*Entries shown:*

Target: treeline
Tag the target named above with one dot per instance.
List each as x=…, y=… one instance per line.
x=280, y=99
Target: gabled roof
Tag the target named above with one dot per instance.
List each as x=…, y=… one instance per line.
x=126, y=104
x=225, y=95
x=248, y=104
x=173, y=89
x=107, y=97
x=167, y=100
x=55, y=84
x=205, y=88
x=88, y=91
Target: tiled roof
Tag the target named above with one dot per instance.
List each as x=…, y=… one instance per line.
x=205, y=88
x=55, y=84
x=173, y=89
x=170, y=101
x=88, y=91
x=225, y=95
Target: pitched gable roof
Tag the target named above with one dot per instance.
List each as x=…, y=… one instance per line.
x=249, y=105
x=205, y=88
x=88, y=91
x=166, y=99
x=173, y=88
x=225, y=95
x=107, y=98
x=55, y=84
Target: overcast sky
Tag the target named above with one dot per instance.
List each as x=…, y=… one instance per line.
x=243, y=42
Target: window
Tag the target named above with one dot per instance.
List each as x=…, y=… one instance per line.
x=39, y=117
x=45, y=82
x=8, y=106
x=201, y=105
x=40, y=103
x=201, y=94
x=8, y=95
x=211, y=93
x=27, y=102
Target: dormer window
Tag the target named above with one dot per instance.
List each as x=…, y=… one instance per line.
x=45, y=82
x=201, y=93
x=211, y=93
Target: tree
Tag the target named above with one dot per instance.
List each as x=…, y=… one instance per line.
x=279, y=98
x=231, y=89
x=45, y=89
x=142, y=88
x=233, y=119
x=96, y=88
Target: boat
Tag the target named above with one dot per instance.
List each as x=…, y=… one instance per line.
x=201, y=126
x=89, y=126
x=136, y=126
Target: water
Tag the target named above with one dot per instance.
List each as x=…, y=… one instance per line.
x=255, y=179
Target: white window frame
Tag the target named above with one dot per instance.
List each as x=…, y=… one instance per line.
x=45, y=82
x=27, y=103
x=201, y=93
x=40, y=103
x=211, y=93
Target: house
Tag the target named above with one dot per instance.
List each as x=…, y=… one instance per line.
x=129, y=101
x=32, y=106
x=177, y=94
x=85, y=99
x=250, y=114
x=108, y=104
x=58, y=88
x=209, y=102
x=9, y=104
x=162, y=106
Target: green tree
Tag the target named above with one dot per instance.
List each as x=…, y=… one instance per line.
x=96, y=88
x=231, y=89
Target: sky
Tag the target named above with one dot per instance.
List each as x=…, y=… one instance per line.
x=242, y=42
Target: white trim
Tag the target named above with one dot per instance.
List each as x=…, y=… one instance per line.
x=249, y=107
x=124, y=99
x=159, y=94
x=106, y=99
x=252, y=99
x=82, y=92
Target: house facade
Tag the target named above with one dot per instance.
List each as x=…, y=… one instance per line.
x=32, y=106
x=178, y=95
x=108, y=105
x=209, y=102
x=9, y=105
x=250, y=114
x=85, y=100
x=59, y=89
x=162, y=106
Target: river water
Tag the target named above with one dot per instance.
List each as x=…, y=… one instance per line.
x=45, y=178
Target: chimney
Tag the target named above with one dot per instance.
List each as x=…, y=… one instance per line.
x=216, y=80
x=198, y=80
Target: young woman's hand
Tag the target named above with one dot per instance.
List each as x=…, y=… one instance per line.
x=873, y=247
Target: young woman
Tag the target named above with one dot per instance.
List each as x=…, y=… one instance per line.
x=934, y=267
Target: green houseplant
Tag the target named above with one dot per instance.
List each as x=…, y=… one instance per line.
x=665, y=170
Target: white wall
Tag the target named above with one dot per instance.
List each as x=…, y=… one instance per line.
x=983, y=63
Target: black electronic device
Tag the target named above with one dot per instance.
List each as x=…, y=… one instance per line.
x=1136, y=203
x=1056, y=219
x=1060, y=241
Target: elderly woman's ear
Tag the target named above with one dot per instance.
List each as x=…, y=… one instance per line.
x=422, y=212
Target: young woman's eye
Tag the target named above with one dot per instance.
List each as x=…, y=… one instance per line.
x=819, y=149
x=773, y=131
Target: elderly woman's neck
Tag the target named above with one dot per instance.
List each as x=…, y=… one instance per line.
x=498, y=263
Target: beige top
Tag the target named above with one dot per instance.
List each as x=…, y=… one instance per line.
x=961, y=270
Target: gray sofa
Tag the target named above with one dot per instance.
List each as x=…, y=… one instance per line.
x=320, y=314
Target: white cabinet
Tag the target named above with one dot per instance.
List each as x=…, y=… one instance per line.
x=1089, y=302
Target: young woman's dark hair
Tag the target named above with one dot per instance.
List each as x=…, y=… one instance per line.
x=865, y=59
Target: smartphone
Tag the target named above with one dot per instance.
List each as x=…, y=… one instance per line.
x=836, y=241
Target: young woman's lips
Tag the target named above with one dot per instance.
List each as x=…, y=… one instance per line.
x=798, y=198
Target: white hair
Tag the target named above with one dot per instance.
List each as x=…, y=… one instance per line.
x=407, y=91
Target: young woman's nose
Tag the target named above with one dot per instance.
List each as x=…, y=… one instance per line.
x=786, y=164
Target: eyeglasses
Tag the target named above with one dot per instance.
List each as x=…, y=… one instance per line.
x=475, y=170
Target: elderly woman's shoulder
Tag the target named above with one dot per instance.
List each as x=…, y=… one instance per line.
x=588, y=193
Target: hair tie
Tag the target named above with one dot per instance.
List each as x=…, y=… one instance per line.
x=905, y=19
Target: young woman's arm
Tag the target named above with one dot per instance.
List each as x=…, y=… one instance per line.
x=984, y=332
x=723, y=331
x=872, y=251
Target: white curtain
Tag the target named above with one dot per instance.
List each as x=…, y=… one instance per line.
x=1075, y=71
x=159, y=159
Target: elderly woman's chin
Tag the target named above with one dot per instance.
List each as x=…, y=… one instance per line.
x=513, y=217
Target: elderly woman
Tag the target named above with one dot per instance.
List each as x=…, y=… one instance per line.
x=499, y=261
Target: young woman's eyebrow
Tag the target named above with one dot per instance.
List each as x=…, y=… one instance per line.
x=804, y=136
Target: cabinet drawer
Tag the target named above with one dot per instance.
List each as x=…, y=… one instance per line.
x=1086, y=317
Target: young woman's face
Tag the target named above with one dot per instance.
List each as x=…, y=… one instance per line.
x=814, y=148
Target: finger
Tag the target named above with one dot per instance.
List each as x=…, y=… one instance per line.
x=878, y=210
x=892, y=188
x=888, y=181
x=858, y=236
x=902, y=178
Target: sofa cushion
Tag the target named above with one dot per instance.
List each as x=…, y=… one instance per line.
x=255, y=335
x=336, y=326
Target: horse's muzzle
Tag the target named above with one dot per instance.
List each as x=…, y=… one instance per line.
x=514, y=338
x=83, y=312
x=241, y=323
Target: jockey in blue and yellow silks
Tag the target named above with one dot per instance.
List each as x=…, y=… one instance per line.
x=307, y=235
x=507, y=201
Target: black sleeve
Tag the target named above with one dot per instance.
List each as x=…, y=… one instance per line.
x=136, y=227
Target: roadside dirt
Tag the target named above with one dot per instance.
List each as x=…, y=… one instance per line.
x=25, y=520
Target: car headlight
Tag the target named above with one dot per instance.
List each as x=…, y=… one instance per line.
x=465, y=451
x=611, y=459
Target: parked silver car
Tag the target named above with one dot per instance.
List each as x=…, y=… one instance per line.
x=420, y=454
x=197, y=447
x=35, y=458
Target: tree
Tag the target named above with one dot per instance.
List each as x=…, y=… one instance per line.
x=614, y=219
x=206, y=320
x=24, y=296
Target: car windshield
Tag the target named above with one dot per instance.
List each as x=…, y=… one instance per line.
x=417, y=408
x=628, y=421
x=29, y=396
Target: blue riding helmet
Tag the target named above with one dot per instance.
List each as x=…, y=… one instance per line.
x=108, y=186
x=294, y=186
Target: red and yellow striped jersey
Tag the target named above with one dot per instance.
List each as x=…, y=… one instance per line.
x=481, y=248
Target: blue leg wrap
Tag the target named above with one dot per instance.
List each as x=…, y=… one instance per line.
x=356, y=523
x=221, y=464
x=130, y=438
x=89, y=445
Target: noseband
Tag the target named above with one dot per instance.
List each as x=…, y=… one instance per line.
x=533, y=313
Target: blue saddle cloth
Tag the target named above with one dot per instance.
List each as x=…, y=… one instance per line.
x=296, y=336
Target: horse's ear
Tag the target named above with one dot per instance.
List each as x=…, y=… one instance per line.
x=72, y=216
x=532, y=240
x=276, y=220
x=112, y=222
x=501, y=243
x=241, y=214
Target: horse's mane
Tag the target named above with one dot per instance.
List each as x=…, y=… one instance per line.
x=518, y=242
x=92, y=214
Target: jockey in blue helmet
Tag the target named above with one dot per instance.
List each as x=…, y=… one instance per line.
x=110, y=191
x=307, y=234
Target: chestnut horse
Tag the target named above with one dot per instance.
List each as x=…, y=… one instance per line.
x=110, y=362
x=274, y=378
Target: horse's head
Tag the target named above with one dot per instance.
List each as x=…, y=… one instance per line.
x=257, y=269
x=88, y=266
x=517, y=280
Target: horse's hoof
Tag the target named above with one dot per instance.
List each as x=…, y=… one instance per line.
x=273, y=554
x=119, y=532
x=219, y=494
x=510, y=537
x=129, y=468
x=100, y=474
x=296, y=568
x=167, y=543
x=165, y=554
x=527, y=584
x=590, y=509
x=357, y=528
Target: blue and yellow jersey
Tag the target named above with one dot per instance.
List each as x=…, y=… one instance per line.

*Activity:*
Each line containing "yellow" belongs in the answer; pick these out of the material and copy them.

*Answer to the problem:*
Target: jockey in blue and yellow silks
Target: red and yellow striped jersey
Target: blue and yellow jersey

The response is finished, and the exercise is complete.